• Excerpted records:
---+---

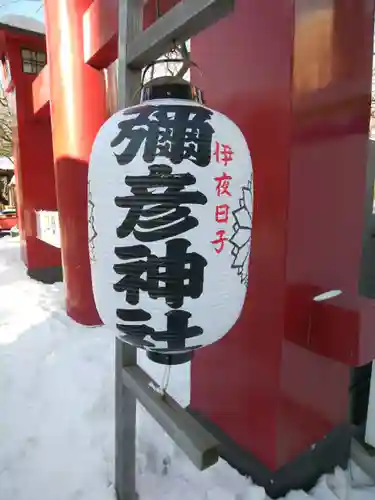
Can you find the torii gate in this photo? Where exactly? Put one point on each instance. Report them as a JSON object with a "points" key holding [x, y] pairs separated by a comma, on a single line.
{"points": [[296, 77]]}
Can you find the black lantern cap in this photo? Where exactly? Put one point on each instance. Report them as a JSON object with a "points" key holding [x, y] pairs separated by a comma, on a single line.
{"points": [[170, 87], [170, 359]]}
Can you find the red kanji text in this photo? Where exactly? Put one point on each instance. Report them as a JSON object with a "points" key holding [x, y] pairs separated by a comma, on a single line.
{"points": [[222, 185], [222, 214], [223, 153], [220, 241]]}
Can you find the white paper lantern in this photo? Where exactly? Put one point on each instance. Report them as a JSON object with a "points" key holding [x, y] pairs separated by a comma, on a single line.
{"points": [[170, 216]]}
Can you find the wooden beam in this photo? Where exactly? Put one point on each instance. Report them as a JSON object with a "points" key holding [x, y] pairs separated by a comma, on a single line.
{"points": [[198, 444], [100, 29]]}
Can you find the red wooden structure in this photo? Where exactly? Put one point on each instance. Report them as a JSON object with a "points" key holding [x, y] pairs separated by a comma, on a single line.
{"points": [[298, 83]]}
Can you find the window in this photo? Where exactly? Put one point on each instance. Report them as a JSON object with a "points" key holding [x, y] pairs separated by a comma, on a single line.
{"points": [[33, 62]]}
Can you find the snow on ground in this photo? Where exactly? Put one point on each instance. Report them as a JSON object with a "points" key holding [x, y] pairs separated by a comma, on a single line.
{"points": [[57, 412]]}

---+---

• Task to carry out:
Reproduce everything from the line containing "Can you find the red wooden" down to the end of the entries, requests included, offsetting every point coordinate in the answers by -85.

• Result of the task:
Can you find the red wooden structure in this photo? Where exactly? Put one point on each instance. Report them as a JSON object with a "points" key holding [x, y] pairs separated by a comma, on a single line.
{"points": [[213, -2]]}
Can you find the window in this photo? Where exactly? Put one point on each instance. Report them as a JSON object with a "points" key holding [x, y] pairs separated by a comma, on a single line.
{"points": [[-52, -23]]}
Can you find the snow on ground in this photo? Where exactly? Put one point on each instance. Report them as a JSON object with a "points" key holding [x, y] pairs separated by a comma, on a single line.
{"points": [[-28, 327]]}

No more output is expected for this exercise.